Give the part of the records that opens with the line containing "Tag each instance of the mooring" and closes with the line containing "<point>455,235</point>" as a Markdown table. Use the columns Row and Text, number each line, and leave out blank lines.

───── EXCERPTED DATA ─────

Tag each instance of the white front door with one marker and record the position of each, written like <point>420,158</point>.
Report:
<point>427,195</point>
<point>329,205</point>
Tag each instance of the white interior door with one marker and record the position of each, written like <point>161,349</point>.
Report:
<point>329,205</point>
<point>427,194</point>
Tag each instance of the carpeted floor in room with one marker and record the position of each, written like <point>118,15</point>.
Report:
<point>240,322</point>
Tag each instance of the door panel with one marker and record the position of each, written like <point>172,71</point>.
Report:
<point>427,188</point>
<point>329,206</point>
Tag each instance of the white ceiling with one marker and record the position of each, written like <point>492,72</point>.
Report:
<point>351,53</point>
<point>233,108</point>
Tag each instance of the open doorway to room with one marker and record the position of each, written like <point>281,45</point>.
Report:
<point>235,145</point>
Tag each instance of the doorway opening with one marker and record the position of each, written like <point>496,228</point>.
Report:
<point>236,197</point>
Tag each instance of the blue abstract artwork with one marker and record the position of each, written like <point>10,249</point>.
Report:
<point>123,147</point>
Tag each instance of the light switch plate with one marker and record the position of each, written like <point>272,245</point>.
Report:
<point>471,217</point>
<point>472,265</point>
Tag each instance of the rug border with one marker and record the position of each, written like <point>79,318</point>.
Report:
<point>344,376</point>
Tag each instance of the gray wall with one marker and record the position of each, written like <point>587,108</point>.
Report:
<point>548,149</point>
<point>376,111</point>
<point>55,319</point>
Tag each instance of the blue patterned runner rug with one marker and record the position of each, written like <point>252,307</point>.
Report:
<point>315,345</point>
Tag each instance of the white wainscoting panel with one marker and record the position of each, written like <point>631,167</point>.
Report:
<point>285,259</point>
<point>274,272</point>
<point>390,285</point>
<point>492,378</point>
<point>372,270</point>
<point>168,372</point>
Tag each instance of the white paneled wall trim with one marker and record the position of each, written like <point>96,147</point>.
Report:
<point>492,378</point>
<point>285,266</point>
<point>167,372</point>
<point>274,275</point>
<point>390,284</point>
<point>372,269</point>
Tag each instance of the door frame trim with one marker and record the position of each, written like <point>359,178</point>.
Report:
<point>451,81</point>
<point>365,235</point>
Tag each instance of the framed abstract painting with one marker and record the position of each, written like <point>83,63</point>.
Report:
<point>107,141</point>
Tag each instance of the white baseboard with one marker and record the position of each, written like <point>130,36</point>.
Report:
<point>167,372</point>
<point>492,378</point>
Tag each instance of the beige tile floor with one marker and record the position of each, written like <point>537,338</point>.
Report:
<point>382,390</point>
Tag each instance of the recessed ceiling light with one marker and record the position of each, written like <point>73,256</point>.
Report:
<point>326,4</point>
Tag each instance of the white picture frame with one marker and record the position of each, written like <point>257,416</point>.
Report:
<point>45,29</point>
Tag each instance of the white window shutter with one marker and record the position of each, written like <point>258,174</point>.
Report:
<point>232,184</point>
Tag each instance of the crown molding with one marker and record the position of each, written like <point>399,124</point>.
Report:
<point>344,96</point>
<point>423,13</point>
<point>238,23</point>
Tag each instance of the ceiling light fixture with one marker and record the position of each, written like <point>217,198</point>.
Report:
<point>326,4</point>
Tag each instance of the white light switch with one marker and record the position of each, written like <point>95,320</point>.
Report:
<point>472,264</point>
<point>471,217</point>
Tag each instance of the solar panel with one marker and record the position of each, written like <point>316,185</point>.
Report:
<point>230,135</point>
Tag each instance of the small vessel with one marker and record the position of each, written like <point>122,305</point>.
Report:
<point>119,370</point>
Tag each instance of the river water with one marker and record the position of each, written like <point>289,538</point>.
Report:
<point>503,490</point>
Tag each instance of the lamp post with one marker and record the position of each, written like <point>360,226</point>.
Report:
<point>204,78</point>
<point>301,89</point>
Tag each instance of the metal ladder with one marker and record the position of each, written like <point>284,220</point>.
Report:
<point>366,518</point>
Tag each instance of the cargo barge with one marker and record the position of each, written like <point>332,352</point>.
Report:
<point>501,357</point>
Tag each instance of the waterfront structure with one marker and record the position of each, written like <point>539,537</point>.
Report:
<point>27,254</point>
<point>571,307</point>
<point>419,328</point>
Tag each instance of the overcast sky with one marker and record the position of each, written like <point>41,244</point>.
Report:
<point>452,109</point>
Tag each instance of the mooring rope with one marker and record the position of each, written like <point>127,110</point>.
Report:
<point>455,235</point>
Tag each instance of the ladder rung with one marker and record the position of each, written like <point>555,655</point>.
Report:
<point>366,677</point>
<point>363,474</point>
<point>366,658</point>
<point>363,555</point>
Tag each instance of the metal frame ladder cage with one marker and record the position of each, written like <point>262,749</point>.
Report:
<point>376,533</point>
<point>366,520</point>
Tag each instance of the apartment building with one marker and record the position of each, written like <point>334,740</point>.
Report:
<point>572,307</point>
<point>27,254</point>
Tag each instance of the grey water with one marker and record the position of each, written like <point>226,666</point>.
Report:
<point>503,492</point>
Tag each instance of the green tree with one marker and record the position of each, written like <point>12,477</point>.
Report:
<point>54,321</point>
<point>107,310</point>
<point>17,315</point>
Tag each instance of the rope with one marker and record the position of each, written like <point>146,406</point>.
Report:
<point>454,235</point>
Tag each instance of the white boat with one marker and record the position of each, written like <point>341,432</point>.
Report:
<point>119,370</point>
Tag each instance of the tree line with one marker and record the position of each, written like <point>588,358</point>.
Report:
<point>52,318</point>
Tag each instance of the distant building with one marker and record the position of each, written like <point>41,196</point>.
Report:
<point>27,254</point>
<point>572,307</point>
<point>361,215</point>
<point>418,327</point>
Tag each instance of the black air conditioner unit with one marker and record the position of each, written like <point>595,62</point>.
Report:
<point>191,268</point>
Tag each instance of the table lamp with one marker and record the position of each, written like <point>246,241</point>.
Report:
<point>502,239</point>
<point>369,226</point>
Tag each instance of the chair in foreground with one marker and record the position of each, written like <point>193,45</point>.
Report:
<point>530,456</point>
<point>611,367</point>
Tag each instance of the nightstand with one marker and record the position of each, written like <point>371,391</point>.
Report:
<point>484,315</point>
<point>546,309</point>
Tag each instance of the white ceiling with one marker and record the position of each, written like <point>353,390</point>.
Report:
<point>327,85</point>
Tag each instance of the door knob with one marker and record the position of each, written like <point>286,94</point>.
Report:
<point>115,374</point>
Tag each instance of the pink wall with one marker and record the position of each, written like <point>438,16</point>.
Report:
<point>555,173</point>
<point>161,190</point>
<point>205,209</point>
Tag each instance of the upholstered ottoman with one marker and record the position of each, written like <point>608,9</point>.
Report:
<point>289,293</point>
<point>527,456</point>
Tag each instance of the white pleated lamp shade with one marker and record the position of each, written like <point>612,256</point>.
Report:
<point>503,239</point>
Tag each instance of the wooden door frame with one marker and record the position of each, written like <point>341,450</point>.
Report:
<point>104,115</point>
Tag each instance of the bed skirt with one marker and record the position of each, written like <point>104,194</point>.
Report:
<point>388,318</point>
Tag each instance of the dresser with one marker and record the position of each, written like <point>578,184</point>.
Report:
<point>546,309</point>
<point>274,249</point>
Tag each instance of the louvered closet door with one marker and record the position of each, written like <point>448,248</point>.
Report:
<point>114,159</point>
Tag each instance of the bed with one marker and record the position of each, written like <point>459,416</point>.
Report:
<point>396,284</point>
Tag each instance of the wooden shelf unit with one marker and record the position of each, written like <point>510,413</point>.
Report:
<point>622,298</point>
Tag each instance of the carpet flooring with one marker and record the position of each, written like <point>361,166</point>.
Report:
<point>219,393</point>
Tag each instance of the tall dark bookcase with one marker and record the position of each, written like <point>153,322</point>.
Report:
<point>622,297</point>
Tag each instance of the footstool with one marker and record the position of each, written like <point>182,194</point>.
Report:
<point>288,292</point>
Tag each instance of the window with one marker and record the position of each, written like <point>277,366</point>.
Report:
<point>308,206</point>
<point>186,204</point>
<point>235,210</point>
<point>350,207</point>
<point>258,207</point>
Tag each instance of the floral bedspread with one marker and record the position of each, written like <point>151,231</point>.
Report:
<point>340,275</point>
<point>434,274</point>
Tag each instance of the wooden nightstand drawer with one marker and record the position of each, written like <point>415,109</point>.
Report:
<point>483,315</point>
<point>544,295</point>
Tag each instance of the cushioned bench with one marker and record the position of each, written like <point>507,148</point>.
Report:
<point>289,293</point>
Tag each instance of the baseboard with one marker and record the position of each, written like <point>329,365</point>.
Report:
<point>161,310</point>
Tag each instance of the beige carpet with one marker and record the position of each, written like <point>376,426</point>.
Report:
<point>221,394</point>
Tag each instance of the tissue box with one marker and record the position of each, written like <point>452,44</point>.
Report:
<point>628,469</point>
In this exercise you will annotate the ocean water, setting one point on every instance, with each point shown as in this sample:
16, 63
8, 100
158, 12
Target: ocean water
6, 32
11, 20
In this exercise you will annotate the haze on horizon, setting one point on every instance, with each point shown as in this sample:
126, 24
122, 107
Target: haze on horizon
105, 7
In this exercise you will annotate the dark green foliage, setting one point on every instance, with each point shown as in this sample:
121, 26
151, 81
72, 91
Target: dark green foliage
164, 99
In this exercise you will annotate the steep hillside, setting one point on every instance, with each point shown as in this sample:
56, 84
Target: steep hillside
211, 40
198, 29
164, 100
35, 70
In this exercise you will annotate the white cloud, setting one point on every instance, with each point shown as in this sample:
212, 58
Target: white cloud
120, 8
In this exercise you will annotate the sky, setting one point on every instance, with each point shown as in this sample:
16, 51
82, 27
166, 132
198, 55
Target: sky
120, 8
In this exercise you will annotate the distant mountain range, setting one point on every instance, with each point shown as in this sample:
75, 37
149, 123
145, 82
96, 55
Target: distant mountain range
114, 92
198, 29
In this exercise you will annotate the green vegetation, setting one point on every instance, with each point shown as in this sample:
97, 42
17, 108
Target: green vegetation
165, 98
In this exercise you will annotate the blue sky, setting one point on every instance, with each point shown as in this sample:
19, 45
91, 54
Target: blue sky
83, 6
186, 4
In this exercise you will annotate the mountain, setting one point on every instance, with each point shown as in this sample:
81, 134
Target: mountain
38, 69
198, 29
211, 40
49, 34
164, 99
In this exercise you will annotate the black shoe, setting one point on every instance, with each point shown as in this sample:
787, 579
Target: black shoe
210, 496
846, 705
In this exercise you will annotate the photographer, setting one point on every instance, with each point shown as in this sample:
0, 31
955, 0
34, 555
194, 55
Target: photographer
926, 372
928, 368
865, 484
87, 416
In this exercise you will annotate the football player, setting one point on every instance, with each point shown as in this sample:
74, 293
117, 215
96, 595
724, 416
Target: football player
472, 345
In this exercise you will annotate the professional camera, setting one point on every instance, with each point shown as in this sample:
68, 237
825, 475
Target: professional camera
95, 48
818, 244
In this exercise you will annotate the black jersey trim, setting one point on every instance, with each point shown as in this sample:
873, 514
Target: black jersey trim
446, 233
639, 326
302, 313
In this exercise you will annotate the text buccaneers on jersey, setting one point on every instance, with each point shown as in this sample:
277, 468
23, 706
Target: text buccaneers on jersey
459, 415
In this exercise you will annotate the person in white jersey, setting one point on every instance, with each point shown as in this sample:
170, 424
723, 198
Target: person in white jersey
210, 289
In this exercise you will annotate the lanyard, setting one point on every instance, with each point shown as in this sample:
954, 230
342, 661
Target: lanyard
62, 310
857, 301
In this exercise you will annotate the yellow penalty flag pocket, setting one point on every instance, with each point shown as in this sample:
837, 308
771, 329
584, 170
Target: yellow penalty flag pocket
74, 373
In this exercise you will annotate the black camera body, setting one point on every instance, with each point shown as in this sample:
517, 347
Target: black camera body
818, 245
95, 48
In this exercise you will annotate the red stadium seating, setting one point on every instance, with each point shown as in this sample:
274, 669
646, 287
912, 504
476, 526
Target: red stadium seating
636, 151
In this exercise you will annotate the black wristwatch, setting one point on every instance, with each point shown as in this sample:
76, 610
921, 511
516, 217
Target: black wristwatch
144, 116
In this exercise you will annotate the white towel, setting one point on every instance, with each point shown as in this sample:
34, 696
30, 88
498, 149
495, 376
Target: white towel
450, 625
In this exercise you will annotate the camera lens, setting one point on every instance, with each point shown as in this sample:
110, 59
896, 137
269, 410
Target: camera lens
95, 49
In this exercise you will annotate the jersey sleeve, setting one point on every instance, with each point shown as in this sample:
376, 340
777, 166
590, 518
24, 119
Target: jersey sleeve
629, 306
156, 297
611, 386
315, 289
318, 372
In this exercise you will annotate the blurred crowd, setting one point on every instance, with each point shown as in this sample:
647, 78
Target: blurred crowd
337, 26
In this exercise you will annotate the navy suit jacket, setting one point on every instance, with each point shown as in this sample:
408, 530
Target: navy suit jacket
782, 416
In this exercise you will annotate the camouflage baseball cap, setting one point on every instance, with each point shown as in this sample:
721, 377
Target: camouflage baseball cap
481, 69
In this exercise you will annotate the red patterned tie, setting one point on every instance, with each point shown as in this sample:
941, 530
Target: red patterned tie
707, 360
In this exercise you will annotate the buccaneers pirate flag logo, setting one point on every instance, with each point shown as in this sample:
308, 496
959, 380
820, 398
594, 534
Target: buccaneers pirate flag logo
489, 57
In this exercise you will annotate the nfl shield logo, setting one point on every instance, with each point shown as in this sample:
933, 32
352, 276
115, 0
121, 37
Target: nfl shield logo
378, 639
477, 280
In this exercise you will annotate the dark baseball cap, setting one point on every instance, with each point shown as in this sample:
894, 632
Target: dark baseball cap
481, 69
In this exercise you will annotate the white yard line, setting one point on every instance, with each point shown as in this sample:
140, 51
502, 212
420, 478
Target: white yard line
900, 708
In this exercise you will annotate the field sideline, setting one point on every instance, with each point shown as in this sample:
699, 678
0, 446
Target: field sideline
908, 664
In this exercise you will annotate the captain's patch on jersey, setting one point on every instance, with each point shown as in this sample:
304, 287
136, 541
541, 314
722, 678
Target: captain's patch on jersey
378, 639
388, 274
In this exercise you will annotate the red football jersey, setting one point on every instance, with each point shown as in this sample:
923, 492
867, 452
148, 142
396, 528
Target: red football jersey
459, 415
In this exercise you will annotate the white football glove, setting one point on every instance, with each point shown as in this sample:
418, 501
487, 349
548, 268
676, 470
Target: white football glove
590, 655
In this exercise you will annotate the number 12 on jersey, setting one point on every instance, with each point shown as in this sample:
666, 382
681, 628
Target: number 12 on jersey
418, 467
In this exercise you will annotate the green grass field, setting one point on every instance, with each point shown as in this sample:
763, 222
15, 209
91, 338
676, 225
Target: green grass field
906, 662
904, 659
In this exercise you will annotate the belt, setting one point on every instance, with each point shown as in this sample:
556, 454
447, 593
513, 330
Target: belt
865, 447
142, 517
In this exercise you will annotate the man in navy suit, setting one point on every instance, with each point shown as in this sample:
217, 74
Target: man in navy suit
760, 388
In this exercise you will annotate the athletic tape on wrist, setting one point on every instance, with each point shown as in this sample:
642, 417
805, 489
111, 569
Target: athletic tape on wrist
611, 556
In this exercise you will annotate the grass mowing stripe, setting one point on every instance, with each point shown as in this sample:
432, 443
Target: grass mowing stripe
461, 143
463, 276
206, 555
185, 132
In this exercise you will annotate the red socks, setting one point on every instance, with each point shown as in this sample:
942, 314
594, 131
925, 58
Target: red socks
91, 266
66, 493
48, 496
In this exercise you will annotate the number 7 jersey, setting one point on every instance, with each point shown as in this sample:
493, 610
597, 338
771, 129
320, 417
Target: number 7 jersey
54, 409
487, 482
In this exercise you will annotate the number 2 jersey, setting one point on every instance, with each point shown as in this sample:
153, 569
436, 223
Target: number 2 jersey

─────

• FINAL RESULT
| Row | Text |
|---|---|
| 1 | Tag each instance of the mooring rope with one marker and record the position of each, written like <point>127,110</point>. |
| 2 | Report: |
| 3 | <point>455,235</point> |